→ Work instructions
Using the listing below, retype exactly the lines starting at the one with "Query: neck" and ending at the one with "Mark the plaid", and include both.
******************************
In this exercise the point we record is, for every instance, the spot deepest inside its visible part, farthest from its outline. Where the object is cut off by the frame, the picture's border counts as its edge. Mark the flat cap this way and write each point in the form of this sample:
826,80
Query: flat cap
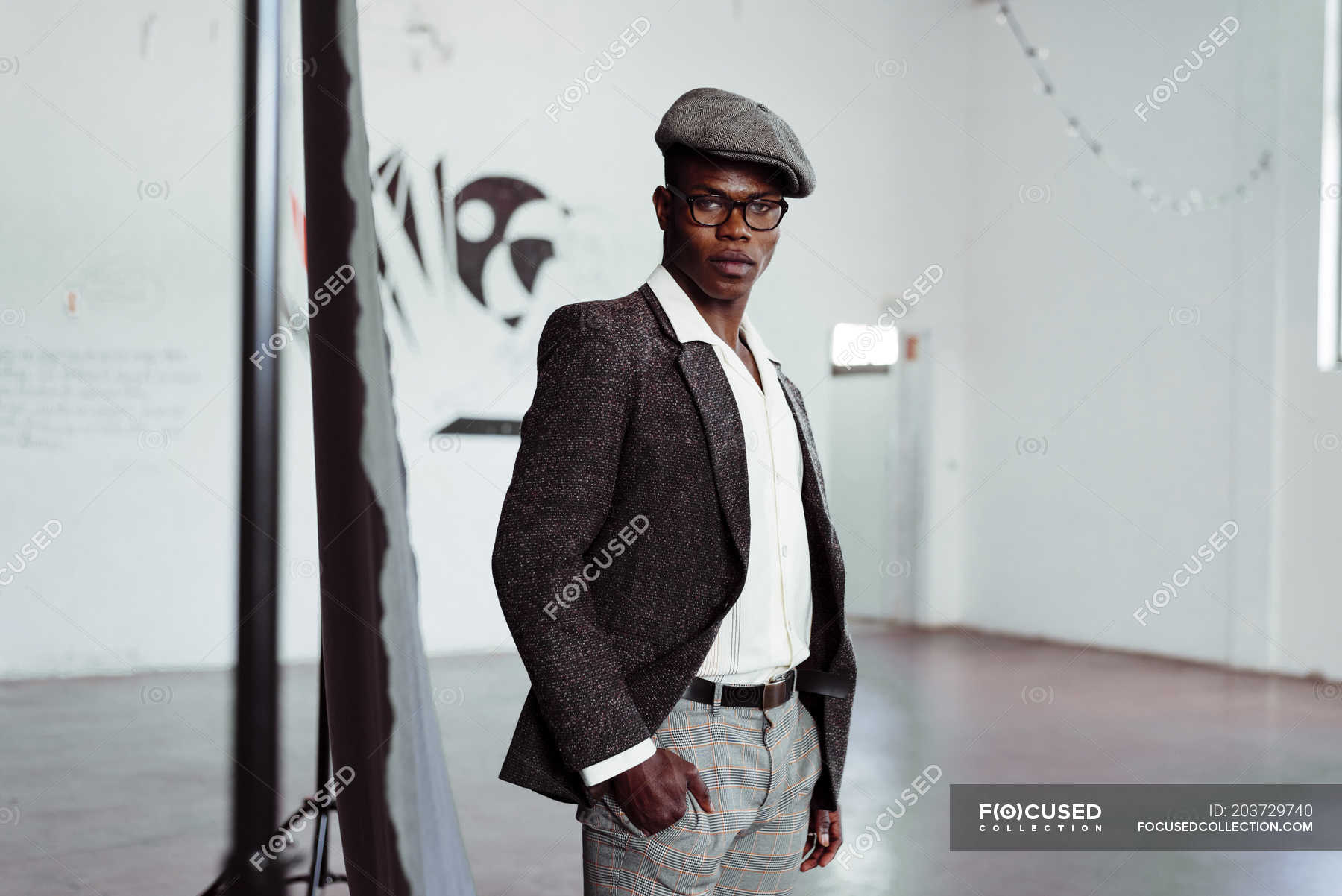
725,124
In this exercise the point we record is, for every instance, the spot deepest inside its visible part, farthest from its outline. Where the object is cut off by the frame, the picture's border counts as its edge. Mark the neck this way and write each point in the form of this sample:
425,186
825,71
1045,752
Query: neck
722,315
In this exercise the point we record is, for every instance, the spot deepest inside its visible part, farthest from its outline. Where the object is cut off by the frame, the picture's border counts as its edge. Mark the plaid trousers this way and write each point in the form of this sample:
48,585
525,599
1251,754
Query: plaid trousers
760,768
******************************
→ Solution for this task
Query: neck
722,315
In this exercise the point we record is, for every instance, the spot deepest inside its visible part, farthest from its outline. Where the object is cut off by the frame, the picture's border counts as its edge. Mark the plaid trousers this way and write each point in the form of this sample:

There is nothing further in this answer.